■ STATED EXERCISE ■
Copy all of the material below line by line, keeping every character unchanged.

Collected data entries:

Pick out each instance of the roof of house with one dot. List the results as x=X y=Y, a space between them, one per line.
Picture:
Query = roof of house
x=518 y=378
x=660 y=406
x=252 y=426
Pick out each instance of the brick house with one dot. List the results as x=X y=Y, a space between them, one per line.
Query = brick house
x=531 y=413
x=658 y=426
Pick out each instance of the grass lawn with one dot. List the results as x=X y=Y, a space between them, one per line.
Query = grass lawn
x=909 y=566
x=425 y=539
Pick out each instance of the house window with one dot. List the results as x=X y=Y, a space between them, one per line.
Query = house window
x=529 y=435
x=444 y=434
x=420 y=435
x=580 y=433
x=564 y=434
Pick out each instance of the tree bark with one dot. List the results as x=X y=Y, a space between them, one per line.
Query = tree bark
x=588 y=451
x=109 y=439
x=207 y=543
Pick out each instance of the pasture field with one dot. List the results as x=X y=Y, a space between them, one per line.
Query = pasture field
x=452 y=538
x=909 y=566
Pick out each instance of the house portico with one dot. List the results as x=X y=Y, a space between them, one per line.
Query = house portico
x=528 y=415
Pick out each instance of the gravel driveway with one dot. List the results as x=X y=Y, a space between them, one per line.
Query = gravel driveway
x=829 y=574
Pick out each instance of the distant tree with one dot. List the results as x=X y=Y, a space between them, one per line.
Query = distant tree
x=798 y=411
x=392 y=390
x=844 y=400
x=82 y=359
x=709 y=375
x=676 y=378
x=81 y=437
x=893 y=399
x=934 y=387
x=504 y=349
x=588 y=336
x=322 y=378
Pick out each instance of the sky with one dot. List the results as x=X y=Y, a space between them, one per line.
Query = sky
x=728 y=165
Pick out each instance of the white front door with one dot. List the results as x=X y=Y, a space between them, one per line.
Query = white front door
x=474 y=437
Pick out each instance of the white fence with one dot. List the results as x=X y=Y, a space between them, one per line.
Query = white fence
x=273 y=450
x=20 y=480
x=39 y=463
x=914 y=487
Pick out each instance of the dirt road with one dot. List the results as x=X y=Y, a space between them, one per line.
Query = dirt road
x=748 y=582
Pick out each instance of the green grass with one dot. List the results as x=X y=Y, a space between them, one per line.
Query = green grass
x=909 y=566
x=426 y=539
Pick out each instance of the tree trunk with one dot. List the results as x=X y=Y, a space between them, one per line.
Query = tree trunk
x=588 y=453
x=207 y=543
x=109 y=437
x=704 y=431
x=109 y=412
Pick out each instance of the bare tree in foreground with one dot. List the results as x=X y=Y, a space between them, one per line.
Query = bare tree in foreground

■ ANSWER TO THE PROBLEM ■
Pick out each instance of the roof of house with one dot. List the results as x=X y=Y, a space between them, one per line.
Picture:
Query = roof of house
x=518 y=378
x=660 y=406
x=252 y=426
Pick out each instance of the brick house with one dot. List the results as x=X y=Y, a space between them, one per line.
Query = brick house
x=531 y=413
x=658 y=426
Pick out each instance of the grass lawn with one dot. List the results as x=X y=Y, a space between them, one per line.
Query = grass lawn
x=909 y=566
x=425 y=539
Pick out each instance of the house window with one dot. List the results as x=X y=Y, a space between them, one per line.
Query = house window
x=529 y=435
x=444 y=434
x=420 y=435
x=580 y=433
x=564 y=434
Pick out each instance of the tree bark with one dot. List the results as x=X y=Y, a space between them, one per line.
Query = tree bark
x=588 y=451
x=109 y=439
x=207 y=543
Pick out each instance of the pasture field with one dot. List the results as x=X y=Y, a space between them, one per line.
Query = pasture field
x=452 y=538
x=909 y=566
Pick out each instance of the house portico with one dot. List the results as x=X y=Y, a space between them, one per line.
Query = house portico
x=528 y=415
Pick out each instance of the gravel driveway with one dot. List the results as x=X y=Y, a space between them, one per line.
Query = gravel driveway
x=829 y=574
Pick out each instance of the distant tree with one dot. List the results as x=X y=Y, a space between them, one per line.
Query = distant tree
x=798 y=411
x=392 y=390
x=844 y=400
x=82 y=359
x=709 y=375
x=676 y=378
x=81 y=437
x=893 y=399
x=934 y=387
x=504 y=349
x=588 y=336
x=322 y=378
Pick out each instance of the sky with one dot. List the results as x=X y=Y, a space between them, one per line.
Query = sky
x=728 y=165
Pick out each instance of the white front door with one dot. List the results as x=X y=Y, a space between them, one per line.
Query = white front door
x=474 y=437
Pick out each instance of the white fence with one dot. List the results as x=X y=Y, a space between them, one per line.
Query = white fence
x=273 y=450
x=20 y=480
x=39 y=463
x=914 y=487
Pick out each instance of the dirt road with one dot. List the results as x=X y=Y, a space between them, one per line.
Query = dirt road
x=748 y=582
Pick out each instance of the green grass with one dot. List the results as x=X y=Y, a space between them, one per line.
Query = green grass
x=909 y=566
x=426 y=539
Pick out each instance of the tree trunk with one dot. List the results as x=X y=Y, a space between them, one per line.
Query = tree trunk
x=588 y=453
x=207 y=543
x=109 y=437
x=704 y=431
x=109 y=412
Pick out each instance of the bare tree in foreground with one dot. List the results as x=X y=Y, a space between them, one per line.
Query = bare tree in foreground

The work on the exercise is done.